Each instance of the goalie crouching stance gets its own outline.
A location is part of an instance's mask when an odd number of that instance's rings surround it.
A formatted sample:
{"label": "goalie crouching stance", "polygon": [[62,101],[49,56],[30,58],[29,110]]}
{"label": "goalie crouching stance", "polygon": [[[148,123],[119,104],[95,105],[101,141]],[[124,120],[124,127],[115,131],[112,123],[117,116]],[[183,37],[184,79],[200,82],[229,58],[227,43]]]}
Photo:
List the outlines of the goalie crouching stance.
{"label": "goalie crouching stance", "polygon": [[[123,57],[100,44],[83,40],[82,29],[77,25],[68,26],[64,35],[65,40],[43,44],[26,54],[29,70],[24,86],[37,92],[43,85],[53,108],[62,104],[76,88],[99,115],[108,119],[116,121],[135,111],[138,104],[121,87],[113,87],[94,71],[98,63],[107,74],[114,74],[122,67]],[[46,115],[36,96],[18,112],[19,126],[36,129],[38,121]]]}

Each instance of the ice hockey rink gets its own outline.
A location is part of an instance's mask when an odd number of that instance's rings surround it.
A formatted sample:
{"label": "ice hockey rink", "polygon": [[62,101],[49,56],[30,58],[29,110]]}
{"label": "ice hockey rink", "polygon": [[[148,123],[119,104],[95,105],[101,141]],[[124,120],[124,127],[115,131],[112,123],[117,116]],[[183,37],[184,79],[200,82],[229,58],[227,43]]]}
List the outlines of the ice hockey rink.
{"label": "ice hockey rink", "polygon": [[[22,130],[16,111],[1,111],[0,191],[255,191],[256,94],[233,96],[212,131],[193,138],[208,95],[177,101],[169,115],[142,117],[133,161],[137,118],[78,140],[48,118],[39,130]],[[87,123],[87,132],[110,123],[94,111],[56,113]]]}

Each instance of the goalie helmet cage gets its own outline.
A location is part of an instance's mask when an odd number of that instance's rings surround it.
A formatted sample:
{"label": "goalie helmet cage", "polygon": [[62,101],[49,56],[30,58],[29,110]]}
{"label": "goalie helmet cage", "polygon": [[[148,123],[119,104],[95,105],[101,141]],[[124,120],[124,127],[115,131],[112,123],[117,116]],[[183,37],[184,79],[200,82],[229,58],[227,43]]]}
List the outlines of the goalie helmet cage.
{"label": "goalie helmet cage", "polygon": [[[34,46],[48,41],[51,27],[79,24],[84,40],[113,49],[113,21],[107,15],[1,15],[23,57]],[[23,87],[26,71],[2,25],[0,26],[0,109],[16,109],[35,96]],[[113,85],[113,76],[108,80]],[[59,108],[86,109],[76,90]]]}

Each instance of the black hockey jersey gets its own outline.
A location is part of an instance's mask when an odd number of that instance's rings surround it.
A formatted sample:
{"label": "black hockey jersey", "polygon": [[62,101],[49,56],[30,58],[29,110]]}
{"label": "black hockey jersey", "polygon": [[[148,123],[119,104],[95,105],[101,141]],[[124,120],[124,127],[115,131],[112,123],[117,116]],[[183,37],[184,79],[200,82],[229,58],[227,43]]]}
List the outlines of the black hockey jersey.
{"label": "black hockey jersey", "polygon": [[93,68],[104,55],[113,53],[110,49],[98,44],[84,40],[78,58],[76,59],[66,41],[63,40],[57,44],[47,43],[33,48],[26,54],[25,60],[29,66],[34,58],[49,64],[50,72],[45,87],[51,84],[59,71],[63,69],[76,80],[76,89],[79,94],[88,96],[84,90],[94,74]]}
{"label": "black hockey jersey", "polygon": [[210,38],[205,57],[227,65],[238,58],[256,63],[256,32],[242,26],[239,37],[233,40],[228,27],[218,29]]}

============

» **WRITTEN PROBLEM**: Please reproduce all of the items above word for word, from the first line to the last.

» **RESPONSE TO THIS EXERCISE**:
Each instance of the goalie crouching stance gets its own outline.
A location is part of an instance's mask when an odd number of that instance's rings surround it.
A formatted sample:
{"label": "goalie crouching stance", "polygon": [[62,101],[49,56],[30,58],[29,110]]}
{"label": "goalie crouching stance", "polygon": [[[148,123],[119,104],[95,105],[101,141]],[[124,120],[124,127],[115,131],[112,123],[117,116]],[[183,37],[184,79],[200,82],[229,58],[227,43]]]}
Photo:
List the outlines of the goalie crouching stance.
{"label": "goalie crouching stance", "polygon": [[[123,57],[100,44],[83,40],[82,29],[77,25],[68,26],[64,35],[65,40],[43,44],[26,54],[29,70],[24,86],[37,92],[43,85],[53,108],[62,104],[76,88],[99,115],[108,119],[116,121],[135,111],[138,104],[121,87],[113,87],[94,71],[98,63],[107,74],[114,74],[122,67]],[[46,115],[36,96],[18,112],[19,126],[36,129],[38,121]]]}

Each instance of the ice hockey rink gets its own outline.
A location is part of an instance's mask when an odd number of that instance's rings surround it.
A formatted sample:
{"label": "ice hockey rink", "polygon": [[62,101],[49,56],[30,58],[29,110]]}
{"label": "ice hockey rink", "polygon": [[[148,123],[119,104],[95,105],[101,141]],[[124,120],[124,127],[115,131],[112,123],[117,116]],[[183,37],[184,79],[200,82],[229,58],[227,43]]]}
List the outlines of the ice hockey rink.
{"label": "ice hockey rink", "polygon": [[[22,130],[16,111],[1,111],[0,191],[255,191],[256,94],[233,96],[212,131],[193,138],[208,95],[177,101],[169,115],[142,117],[133,161],[137,118],[78,140],[48,118],[39,130]],[[87,123],[87,132],[110,123],[94,111],[56,113]]]}

Each instance of the goalie helmet cage gets its own outline.
A location is part of an instance's mask when an odd number of that instance's rings surround it.
A formatted sample:
{"label": "goalie helmet cage", "polygon": [[62,101],[49,56],[30,58],[29,110]]}
{"label": "goalie helmet cage", "polygon": [[[148,123],[119,104],[95,105],[101,141]],[[124,120],[124,127],[115,131],[112,123],[117,116]],[[183,37],[184,79],[200,82],[229,58],[227,43]]]}
List the outlines of the goalie helmet cage.
{"label": "goalie helmet cage", "polygon": [[[34,46],[48,41],[51,27],[79,24],[84,40],[113,49],[113,21],[107,15],[1,15],[23,57]],[[23,87],[26,71],[2,25],[0,26],[0,109],[16,109],[35,96]],[[113,85],[113,76],[108,80]],[[59,108],[86,109],[76,90]]]}

Each instance of the black hockey jersey gets its own outline.
A location is part of an instance's mask when an odd number of that instance's rings surround it.
A formatted sample:
{"label": "black hockey jersey", "polygon": [[62,101],[49,56],[30,58],[29,110]]}
{"label": "black hockey jersey", "polygon": [[[148,123],[119,104],[95,105],[101,141]],[[124,120],[124,127],[115,131],[112,123],[117,116]],[[183,37],[184,79],[200,82],[229,58],[227,43]]]}
List the outlines of the black hockey jersey.
{"label": "black hockey jersey", "polygon": [[93,68],[104,55],[113,53],[110,49],[98,44],[84,40],[78,58],[76,59],[66,41],[63,40],[57,44],[47,43],[33,48],[26,54],[25,60],[29,66],[34,58],[49,64],[50,72],[45,87],[51,84],[59,71],[63,69],[76,80],[76,89],[79,94],[88,96],[84,90],[94,74]]}
{"label": "black hockey jersey", "polygon": [[210,38],[205,57],[227,65],[238,58],[256,63],[256,32],[242,26],[239,37],[233,40],[228,27],[218,29]]}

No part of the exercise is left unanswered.